━━ EXERCISE INPUT

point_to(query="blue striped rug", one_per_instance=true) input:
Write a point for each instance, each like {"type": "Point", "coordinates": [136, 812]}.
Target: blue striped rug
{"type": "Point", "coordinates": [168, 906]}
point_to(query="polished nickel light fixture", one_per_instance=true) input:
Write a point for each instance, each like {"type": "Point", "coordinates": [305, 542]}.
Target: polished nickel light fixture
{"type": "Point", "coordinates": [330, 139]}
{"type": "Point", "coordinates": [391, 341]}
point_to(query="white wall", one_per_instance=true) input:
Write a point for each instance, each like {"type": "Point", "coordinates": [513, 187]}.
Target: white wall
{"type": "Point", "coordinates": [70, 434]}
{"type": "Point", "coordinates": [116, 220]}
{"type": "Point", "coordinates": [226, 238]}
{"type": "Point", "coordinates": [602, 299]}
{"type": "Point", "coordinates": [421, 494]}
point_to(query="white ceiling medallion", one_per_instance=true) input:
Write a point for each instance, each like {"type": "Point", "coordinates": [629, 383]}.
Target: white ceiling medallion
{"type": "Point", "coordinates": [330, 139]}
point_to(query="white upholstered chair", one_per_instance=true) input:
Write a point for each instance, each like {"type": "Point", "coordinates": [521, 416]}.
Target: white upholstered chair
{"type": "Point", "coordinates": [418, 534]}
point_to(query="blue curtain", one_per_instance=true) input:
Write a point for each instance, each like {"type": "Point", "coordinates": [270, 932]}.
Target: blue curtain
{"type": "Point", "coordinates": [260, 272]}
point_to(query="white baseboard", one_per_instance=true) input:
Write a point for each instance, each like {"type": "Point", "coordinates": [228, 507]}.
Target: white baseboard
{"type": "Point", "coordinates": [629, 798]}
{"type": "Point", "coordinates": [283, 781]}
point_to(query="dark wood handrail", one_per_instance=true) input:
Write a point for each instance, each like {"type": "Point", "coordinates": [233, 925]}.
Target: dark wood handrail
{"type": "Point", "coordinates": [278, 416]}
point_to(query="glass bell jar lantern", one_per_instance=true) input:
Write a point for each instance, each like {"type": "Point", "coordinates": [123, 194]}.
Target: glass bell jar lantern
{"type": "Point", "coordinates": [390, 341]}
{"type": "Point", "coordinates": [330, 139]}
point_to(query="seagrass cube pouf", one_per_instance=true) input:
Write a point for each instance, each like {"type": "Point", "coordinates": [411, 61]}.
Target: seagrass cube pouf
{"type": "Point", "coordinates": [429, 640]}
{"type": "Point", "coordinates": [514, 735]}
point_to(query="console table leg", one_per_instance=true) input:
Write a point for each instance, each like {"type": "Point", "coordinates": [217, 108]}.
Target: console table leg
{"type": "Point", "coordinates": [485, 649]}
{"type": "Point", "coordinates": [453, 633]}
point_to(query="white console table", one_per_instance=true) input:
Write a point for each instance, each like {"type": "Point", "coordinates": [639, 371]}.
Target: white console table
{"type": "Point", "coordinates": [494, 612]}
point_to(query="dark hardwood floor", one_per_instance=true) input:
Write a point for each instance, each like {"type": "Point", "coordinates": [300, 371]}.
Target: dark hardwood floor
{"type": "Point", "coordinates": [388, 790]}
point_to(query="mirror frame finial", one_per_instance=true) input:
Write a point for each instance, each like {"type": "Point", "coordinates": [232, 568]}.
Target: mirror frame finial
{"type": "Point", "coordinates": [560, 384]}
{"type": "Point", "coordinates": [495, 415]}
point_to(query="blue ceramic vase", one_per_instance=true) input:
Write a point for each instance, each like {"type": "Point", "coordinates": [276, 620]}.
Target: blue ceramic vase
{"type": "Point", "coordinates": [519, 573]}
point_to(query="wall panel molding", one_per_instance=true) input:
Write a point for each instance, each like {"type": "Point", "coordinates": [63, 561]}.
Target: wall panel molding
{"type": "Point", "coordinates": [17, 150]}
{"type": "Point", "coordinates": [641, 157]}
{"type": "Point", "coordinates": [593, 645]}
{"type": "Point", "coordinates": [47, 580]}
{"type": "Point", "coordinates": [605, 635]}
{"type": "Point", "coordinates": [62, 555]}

━━━━

§ PROBLEM TO SOLVE
Every entry above needs to be written out again exactly.

§ RESPONSE AREA
point_to(query="blue striped rug", one_per_instance=true) input:
Write a point for each instance, each like {"type": "Point", "coordinates": [136, 812]}.
Target: blue striped rug
{"type": "Point", "coordinates": [168, 906]}
point_to(query="polished nickel light fixture", one_per_instance=true) input:
Write a point for each instance, each like {"type": "Point", "coordinates": [305, 542]}.
Target: polished nickel light fixture
{"type": "Point", "coordinates": [330, 139]}
{"type": "Point", "coordinates": [391, 341]}
point_to(query="white wall", one_per_instance=true) input:
Write a point for each instance, each like {"type": "Point", "coordinates": [513, 187]}.
Target: white wall
{"type": "Point", "coordinates": [70, 434]}
{"type": "Point", "coordinates": [116, 220]}
{"type": "Point", "coordinates": [226, 238]}
{"type": "Point", "coordinates": [602, 299]}
{"type": "Point", "coordinates": [421, 494]}
point_to(query="white ceiling medallion", one_per_instance=true) input:
Write a point for each instance, each like {"type": "Point", "coordinates": [629, 383]}.
Target: white ceiling medallion
{"type": "Point", "coordinates": [330, 139]}
point_to(query="white upholstered chair", one_per_instance=true) input:
Write a point for each instance, each like {"type": "Point", "coordinates": [521, 416]}.
Target: white upholstered chair
{"type": "Point", "coordinates": [418, 534]}
point_to(query="blue curtain", one_per_instance=true) input:
Write a point for each instance, each like {"type": "Point", "coordinates": [270, 932]}.
Target: blue curtain
{"type": "Point", "coordinates": [260, 272]}
point_to(query="white baseboard", one_per_instance=true) input:
Write a point for each instance, each like {"type": "Point", "coordinates": [228, 507]}.
Target: white baseboard
{"type": "Point", "coordinates": [629, 798]}
{"type": "Point", "coordinates": [283, 781]}
point_to(query="dark wood handrail", one_per_instance=true) input:
Write a point for each instance, each like {"type": "Point", "coordinates": [233, 925]}.
Target: dark wood handrail
{"type": "Point", "coordinates": [278, 416]}
point_to(query="glass bell jar lantern", one_per_instance=true) input:
Write a point for each instance, each like {"type": "Point", "coordinates": [123, 194]}.
Target: glass bell jar lantern
{"type": "Point", "coordinates": [390, 341]}
{"type": "Point", "coordinates": [330, 139]}
point_to(query="seagrass cube pouf", one_per_instance=true) input:
Write a point for each instance, each like {"type": "Point", "coordinates": [411, 61]}.
Target: seagrass cube pouf
{"type": "Point", "coordinates": [429, 640]}
{"type": "Point", "coordinates": [514, 735]}
point_to(query="console table leg", one_per_instance=true) input:
Write a point for each instance, each like {"type": "Point", "coordinates": [217, 108]}.
Target: console table leg
{"type": "Point", "coordinates": [485, 649]}
{"type": "Point", "coordinates": [453, 633]}
point_to(query="white console table", one_per_instance=true) input:
Write a point for each instance, each like {"type": "Point", "coordinates": [639, 371]}.
Target: white console table
{"type": "Point", "coordinates": [494, 612]}
point_to(query="dark hardwood floor", one_per_instance=true) input:
Write a point for each instance, each like {"type": "Point", "coordinates": [300, 371]}.
Target: dark hardwood floor
{"type": "Point", "coordinates": [388, 790]}
point_to(query="mirror frame finial", one_per_instance=true) input:
Write a point for each instance, each like {"type": "Point", "coordinates": [232, 568]}.
Target: mirror frame finial
{"type": "Point", "coordinates": [560, 384]}
{"type": "Point", "coordinates": [495, 415]}
point_to(query="blue ceramic vase", one_per_instance=true) input:
Write a point for each instance, each like {"type": "Point", "coordinates": [276, 620]}.
Target: blue ceramic vase
{"type": "Point", "coordinates": [519, 573]}
point_to(query="wall panel molding", one_per_instance=true) input:
Write a point for each instance, each like {"type": "Point", "coordinates": [63, 561]}.
Target: wall panel molding
{"type": "Point", "coordinates": [17, 150]}
{"type": "Point", "coordinates": [641, 157]}
{"type": "Point", "coordinates": [593, 645]}
{"type": "Point", "coordinates": [47, 580]}
{"type": "Point", "coordinates": [605, 635]}
{"type": "Point", "coordinates": [62, 555]}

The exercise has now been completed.